:: WHAT THIS TASK INVOLVES ::
Give the records below again, word for word. No pictures belong in the copy.

:: MATERIAL SHOWN ::

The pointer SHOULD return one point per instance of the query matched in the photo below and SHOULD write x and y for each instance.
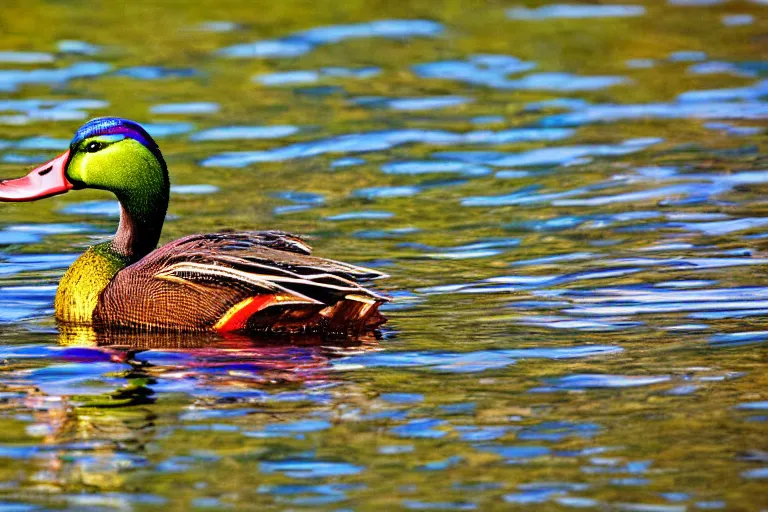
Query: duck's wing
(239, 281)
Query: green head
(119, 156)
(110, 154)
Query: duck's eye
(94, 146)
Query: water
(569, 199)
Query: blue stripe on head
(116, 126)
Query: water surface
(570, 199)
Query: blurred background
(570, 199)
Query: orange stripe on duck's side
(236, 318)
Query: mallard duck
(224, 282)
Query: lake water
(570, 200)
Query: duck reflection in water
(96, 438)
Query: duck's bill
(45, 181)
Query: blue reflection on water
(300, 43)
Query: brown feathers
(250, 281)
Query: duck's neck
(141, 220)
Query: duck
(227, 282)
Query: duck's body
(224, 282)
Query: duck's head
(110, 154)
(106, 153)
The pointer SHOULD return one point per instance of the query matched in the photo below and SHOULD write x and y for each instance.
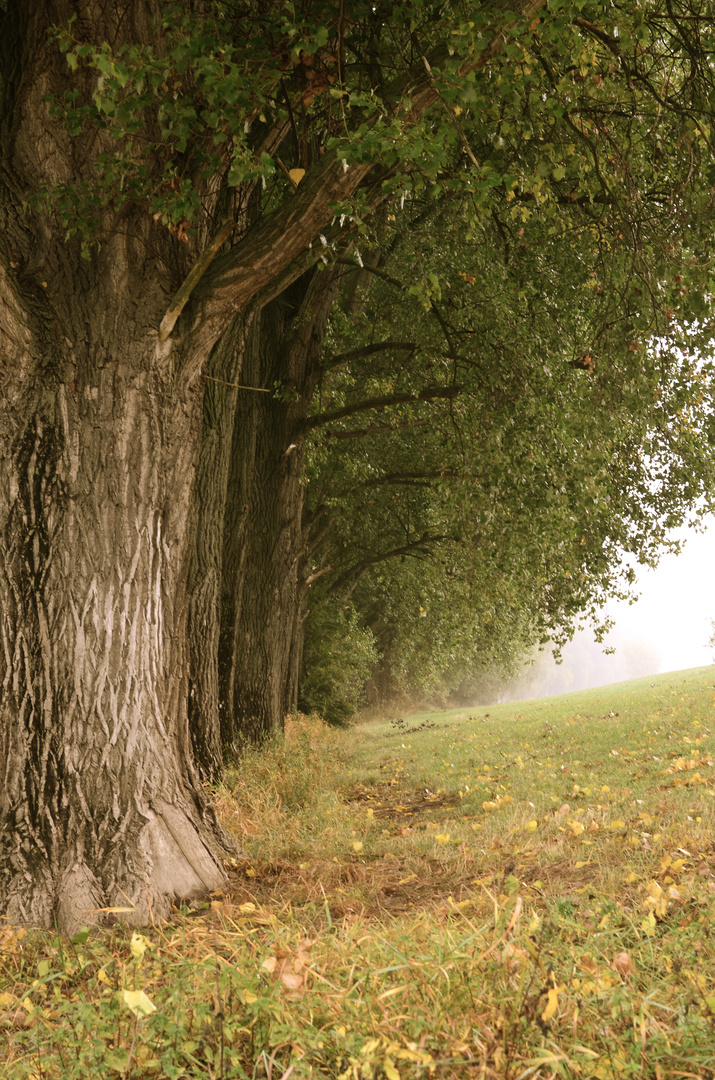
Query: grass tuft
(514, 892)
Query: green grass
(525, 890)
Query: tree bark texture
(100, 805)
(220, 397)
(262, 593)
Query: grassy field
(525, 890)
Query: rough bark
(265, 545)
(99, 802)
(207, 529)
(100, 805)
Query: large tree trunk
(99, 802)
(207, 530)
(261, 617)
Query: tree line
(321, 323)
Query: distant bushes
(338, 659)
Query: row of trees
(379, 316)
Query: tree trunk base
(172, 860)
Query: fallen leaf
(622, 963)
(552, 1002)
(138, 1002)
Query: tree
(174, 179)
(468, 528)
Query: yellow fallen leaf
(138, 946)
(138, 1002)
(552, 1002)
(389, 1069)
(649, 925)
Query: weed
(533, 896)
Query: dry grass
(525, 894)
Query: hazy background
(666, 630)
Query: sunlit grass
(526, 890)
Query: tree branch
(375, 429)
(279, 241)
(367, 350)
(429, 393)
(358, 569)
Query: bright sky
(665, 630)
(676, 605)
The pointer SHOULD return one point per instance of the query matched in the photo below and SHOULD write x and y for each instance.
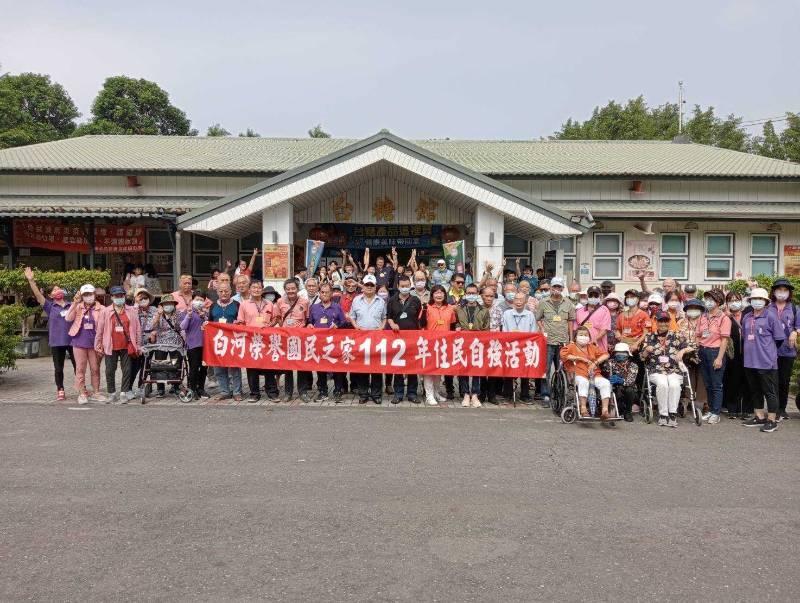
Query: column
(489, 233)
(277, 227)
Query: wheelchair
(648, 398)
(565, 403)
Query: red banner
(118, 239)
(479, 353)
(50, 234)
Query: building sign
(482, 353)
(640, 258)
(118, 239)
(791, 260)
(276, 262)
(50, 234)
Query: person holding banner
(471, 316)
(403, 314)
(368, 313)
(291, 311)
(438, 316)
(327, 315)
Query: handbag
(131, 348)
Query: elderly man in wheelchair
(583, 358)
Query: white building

:: COMPLETED TASK ::
The pointer SHOULD return one point per instance of the query matched in the photo below and SHOULD write x and y for each instance.
Query: duck's wing
(239, 281)
Query: green head
(119, 156)
(110, 154)
Query: duck's eye
(94, 146)
Query: water
(569, 199)
Query: blue stripe on head
(116, 126)
Query: water surface
(570, 199)
Query: blurred background
(570, 199)
Query: orange stripe on duck's side
(236, 318)
Query: mallard duck
(224, 282)
Query: lake water
(570, 200)
Query: duck reflection in water
(96, 438)
Query: duck's bill
(45, 181)
Query: blue reflection on water
(300, 43)
Query: brown feathers
(250, 281)
Query: duck's neck
(141, 220)
Query: duck
(227, 282)
Query: duck's body
(224, 282)
Query: duck's head
(110, 154)
(106, 153)
The pointer SHOULD return one point per instance of the query matched in the photo below and SHOULD write x and y for each instance.
Query: grass tuft
(514, 892)
Query: green grass
(525, 890)
Query: tree bark texture
(100, 805)
(220, 397)
(262, 593)
Query: grassy field
(525, 890)
Query: rough bark
(265, 545)
(99, 802)
(207, 529)
(100, 805)
Query: large tree trunk
(99, 802)
(207, 530)
(261, 617)
Query: tree line
(321, 323)
Query: distant bushes
(338, 659)
Query: row of trees
(379, 316)
Query: tree trunk base
(172, 860)
Query: fallen leaf
(622, 963)
(552, 1002)
(138, 1002)
Query: tree
(174, 179)
(468, 528)
Query: yellow fallen leaf
(138, 946)
(138, 1002)
(552, 1002)
(389, 1069)
(649, 925)
Query: weed
(533, 896)
Query: dry grass
(525, 894)
Query: hazy background
(666, 630)
Query: sunlit grass
(526, 890)
Query: tree branch
(375, 429)
(279, 241)
(367, 350)
(429, 393)
(358, 569)
Query: bright sky
(665, 630)
(676, 605)
The pointer SHOULD return one point per instance of the query matched in the photo below and SHOULD write x and y for each instance.
Query: column
(489, 233)
(277, 227)
Query: wheelchair
(648, 398)
(565, 403)
Query: red banner
(118, 239)
(479, 353)
(50, 234)
Query: building sign
(482, 353)
(640, 258)
(118, 239)
(791, 260)
(276, 262)
(50, 234)
Query: person holding banner
(471, 316)
(403, 314)
(368, 313)
(291, 311)
(438, 316)
(327, 315)
Query: handbag
(131, 348)
Query: elderly man in wheelchair
(583, 358)
Query: white building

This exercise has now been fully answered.